◆ EXERCÍCIO ESCRITO A:
Selecione nas entradas abaixo todas as linhas que contêm a palavra "blurred" e copie-as. Maiúsculas e minúsculas fazem diferença.

◆ TRECHO FORNECIDO:
============================================================

Mãos que acendem o rojão;
Mãos que empunham as armas que obrigam a autodefesa dos que acendem rojões;
Mãos dos que dão a ordem aos soldados que reprimem com armas manifestantes que por sua vez, acuados, se auto-defendem;
Mãos que assinam decretos que aumentam o peso da exploração do povo;
E “mãos que se rendem, por outras que tudo levam…”
E a polícia e a imprensa sangrenta procuram as mãos assassinas… Mas que mãos são assassinas?

Em meio ao debate sobre a trágica morte do trabalhador cinegrafista da Rede Bandeirantes Santiago Ilídio Andrade, atingido por um rojão durante um dos protestos contra o aumento das passagens no Rio de Janeiro, meu companheiro de luta antirracista Deivison Nkosi, professor universitário e militante do grupo Kilombagem, aprofunda a reflexão através de um interessante paralelo com o pensamento do intelectual jamaicano Stuart Hall, morto também essa semana.

Vale a pena ler!

Por Deivison Nkosi – Grupo KILOMBAGEM

Neste dia 10 de fevereiro, morreram dois homens que ficarão para a história.

============================================================

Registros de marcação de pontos

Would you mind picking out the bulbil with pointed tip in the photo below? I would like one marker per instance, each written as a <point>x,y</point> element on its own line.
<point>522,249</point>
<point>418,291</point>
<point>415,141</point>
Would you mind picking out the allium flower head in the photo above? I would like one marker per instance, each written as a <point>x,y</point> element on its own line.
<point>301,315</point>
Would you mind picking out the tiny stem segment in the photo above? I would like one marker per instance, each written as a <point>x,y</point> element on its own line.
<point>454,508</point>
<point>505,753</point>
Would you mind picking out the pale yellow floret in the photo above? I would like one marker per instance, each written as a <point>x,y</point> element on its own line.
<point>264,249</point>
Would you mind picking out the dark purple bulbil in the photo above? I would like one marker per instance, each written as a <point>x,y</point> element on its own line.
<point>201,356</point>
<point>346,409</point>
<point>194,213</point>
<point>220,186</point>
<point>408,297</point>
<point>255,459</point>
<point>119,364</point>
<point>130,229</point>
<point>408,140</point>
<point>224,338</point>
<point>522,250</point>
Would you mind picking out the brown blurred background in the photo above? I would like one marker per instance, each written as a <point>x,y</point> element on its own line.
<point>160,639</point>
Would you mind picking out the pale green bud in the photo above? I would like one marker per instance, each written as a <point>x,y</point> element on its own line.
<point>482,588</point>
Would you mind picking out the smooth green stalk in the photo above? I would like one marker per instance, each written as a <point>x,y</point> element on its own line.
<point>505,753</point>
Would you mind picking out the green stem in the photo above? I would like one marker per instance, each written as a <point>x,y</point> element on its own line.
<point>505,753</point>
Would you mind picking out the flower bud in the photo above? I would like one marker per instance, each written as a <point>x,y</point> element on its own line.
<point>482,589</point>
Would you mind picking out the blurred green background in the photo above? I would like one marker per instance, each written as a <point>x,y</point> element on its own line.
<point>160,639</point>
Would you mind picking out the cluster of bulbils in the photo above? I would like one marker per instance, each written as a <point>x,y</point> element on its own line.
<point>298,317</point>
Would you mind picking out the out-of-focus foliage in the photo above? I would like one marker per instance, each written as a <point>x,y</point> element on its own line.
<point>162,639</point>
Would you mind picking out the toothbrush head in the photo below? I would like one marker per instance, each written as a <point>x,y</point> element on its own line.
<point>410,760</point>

============================================================

◆ EXERCÍCIO ESCRITO B:
Reproduza, do texto sobre a morte do cinegrafista, o trecho que começa em "E a polícia" e termina em "para a história.".

◆ RESPOSTA DO EXERCÍCIO A:
Would you mind picking out the brown blurred background in the photo above? I would like one marker per instance, each written as a <point>x,y</point> element on its own line.
Would you mind picking out the blurred green background in the photo above? I would like one marker per instance, each written as a <point>x,y</point> element on its own line.

◆ RESPOSTA DO EXERCÍCIO B:
E a polícia e a imprensa sangrenta procuram as mãos assassinas… Mas que mãos são assassinas?

Em meio ao debate sobre a trágica morte do trabalhador cinegrafista da Rede Bandeirantes Santiago Ilídio Andrade, atingido por um rojão durante um dos protestos contra o aumento das passagens no Rio de Janeiro, meu companheiro de luta antirracista Deivison Nkosi, professor universitário e militante do grupo Kilombagem, aprofunda a reflexão através de um interessante paralelo com o pensamento do intelectual jamaicano Stuart Hall, morto também essa semana.

Vale a pena ler!

Por Deivison Nkosi – Grupo KILOMBAGEM

Neste dia 10 de fevereiro, morreram dois homens que ficarão para a história.